[Document source]:
>>

La mise en œuvre d’un ordre international façonné par la Russie aurait des répercussions déstabilisatrices pour le continent.


Protestors march in Durban, South Africa, against Russia's invasion of Ukraine

Des manifestants à Durban, en Afrique du Sud, défilent pour soutenir les Ukrainiens, dénoncer l’invasion russe de l’Ukraine et appeler le gouvernement d’Afrique du Sud à condamner les actions du président russe Vladimir Poutine. (Image: Rajesh Jantilal / AFP)Depuis plusieurs années, le président russe Vladimir Poutine a fait savoir qu’il était prêt à s’éloigner de l’ordre international fondé sur la démocratie qui a façonné les normes de gouvernance mondiale depuis la fin de la Seconde Guerre mondiale. Ces normes – respect de la souveraineté et de l’intégrité territoriale des autres États, règlement pacifique des différends et droit des citoyens à participer à la vie politique – sont clairement inscrites dans la Charte des Nations unies et la Déclaration universelle des droits de l’homme’. La Charte, signée par 193 États membres, comporte une responsabilité collective qui consiste à demander des comptes aux membres, conformément au droit international, lorsque ces principes sont violés.

<<

[Données sources]:
>>

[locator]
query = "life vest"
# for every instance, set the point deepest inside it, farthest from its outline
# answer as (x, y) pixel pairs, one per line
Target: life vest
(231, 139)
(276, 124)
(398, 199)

<<

[Consigne 1]:
Selon le texte sur l'ordre international, combien d'États membres ont signé la Charte des Nations unies ?
[Consigne 2]:
Modifiez les enregistrements ci-dessus en remplaçant "life vest" par "life jacket", sans toucher au reste.

[Solution complète 1]:
193 États membres.

[Solution complète 2]:
[locator]
query = "life jacket"
# for every instance, set the point deepest inside it, farthest from its outline
# answer as (x, y) pixel pairs, one per line
Target: life jacket
(231, 139)
(276, 124)
(398, 199)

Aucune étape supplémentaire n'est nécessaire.